Start of RECORDS FOR THIS EXERCISE

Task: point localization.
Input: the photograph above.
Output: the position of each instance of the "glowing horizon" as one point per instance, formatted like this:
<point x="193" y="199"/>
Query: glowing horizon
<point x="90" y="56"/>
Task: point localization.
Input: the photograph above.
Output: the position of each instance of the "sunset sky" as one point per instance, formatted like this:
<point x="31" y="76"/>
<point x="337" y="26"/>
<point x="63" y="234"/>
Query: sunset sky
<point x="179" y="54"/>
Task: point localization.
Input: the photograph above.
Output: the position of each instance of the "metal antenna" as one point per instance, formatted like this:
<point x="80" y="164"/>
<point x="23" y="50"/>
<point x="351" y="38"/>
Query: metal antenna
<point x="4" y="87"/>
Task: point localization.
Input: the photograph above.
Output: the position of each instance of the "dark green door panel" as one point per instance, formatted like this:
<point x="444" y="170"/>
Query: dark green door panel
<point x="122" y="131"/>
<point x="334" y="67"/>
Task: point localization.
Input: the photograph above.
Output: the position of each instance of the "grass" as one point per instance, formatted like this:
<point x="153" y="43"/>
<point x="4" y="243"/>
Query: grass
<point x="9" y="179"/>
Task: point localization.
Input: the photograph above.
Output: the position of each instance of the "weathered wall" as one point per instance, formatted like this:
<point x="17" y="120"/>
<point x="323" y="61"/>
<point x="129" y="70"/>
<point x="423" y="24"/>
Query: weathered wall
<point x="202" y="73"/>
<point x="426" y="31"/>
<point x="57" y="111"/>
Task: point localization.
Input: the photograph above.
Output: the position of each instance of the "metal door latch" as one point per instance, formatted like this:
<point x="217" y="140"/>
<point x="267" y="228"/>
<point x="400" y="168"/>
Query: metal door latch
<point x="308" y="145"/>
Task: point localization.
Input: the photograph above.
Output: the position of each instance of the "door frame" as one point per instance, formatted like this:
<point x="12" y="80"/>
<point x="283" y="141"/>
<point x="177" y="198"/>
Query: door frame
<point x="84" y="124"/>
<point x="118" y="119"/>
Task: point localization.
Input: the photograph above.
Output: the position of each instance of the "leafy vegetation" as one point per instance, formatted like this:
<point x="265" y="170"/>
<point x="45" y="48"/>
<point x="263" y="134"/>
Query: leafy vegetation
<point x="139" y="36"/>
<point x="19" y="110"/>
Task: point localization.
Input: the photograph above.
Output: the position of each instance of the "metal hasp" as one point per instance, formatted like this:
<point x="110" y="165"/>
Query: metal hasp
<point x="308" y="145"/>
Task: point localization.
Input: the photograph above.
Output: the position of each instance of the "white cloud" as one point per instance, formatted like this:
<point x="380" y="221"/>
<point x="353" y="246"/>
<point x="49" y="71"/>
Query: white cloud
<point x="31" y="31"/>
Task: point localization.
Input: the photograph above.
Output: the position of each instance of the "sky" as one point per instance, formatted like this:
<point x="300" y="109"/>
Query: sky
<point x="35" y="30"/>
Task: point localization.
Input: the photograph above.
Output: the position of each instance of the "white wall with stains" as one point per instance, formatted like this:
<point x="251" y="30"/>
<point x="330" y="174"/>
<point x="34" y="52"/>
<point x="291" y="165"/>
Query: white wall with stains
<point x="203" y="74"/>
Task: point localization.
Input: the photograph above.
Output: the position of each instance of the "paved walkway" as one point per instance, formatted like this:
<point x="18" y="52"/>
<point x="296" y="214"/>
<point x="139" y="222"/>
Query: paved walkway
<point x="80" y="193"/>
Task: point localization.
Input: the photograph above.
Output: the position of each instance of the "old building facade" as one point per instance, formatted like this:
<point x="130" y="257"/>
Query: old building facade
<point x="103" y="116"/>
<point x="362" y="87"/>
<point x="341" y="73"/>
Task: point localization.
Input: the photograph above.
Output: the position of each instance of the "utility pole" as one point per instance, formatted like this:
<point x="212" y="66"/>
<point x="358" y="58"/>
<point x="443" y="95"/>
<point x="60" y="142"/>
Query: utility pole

End of RECORDS FOR THIS EXERCISE

■ ASSIGNMENT
Without omitting anything, reproduce the whole of the data.

■ ANSWER BOX
Task: point localization.
Input: the photograph above.
Output: the position of each instance of the "glowing horizon" as one point per instance, formatted like this:
<point x="193" y="199"/>
Query: glowing horizon
<point x="90" y="56"/>
Task: point localization.
Input: the photograph above.
Output: the position of each instance of the "sunset sky" as one point per instance, formatted like this:
<point x="31" y="76"/>
<point x="337" y="26"/>
<point x="63" y="234"/>
Query: sunset sky
<point x="179" y="54"/>
Task: point localization.
Input: the photograph above.
Output: the position of each instance of the "metal antenna" as one point per instance, formatted like this:
<point x="80" y="164"/>
<point x="23" y="50"/>
<point x="351" y="38"/>
Query: metal antenna
<point x="4" y="87"/>
Task: point localization.
Input: the photograph above.
Output: the position of each instance of the "dark green door panel" as one point per instance, formatted like this:
<point x="444" y="170"/>
Query: dark green door panel
<point x="122" y="131"/>
<point x="334" y="67"/>
Task: point localization.
Input: the photograph above.
Output: the position of each instance of the "grass" as one point per instance, formatted like this:
<point x="153" y="43"/>
<point x="4" y="243"/>
Query: grass
<point x="9" y="179"/>
Task: point localization.
Input: the photograph above.
Output: the position of each instance of the "weathered wall" as one point per instance, formatted like this:
<point x="17" y="120"/>
<point x="323" y="61"/>
<point x="129" y="70"/>
<point x="423" y="24"/>
Query: weathered wall
<point x="202" y="73"/>
<point x="426" y="31"/>
<point x="57" y="111"/>
Task: point localization.
Input: the photograph above.
Output: the position of each instance of the "metal door latch" as one point per instance, formatted like this:
<point x="217" y="140"/>
<point x="267" y="228"/>
<point x="400" y="168"/>
Query: metal door latch
<point x="308" y="145"/>
Task: point localization.
Input: the photograph above.
Output: the position of each instance of the "door frame" as one point per instance, formatted like this:
<point x="12" y="80"/>
<point x="283" y="141"/>
<point x="177" y="198"/>
Query: door frame
<point x="84" y="124"/>
<point x="118" y="119"/>
Task: point localization.
Input: the photograph above.
Output: the position of each instance of the "leafy vegetation" as one point per instance, formatted like this:
<point x="265" y="170"/>
<point x="45" y="48"/>
<point x="263" y="134"/>
Query: leafy vegetation
<point x="139" y="36"/>
<point x="19" y="110"/>
Task: point localization.
Input: the photograph above.
Output: the position of each instance of the "metal hasp" as one point per instance, formatted like this:
<point x="110" y="165"/>
Query: metal hasp
<point x="308" y="145"/>
Task: point localization.
Input: the photograph above.
Output: the position of each instance of the "white cloud" as one point per instance, formatted like this:
<point x="380" y="221"/>
<point x="353" y="246"/>
<point x="49" y="71"/>
Query: white cloud
<point x="31" y="31"/>
Task: point localization.
Input: the photograph above.
Output: the position of each instance of the "sky" as one point per instance, formatted like this:
<point x="300" y="109"/>
Query: sky
<point x="35" y="30"/>
Task: point localization.
Input: the photograph above.
Output: the position of each instance of the "white wall with stains" as one point per instance, formatted like this:
<point x="251" y="30"/>
<point x="330" y="174"/>
<point x="34" y="52"/>
<point x="291" y="165"/>
Query: white wall with stains
<point x="203" y="74"/>
Task: point localization.
Input: the photograph above.
Output: the position of each instance of the "paved walkway" as one point per instance, formatted like this:
<point x="18" y="52"/>
<point x="296" y="214"/>
<point x="139" y="222"/>
Query: paved walkway
<point x="80" y="193"/>
Task: point localization.
Input: the photograph above.
Output: the position of each instance of the "old building facade" as one point per instance, formatted like this:
<point x="130" y="257"/>
Query: old building facade
<point x="103" y="116"/>
<point x="362" y="87"/>
<point x="341" y="73"/>
Task: point localization.
Input: the photograph above.
Output: the position of each instance of the "utility pole" as one point per instance, formatted like this:
<point x="212" y="66"/>
<point x="358" y="58"/>
<point x="443" y="95"/>
<point x="60" y="142"/>
Query: utility pole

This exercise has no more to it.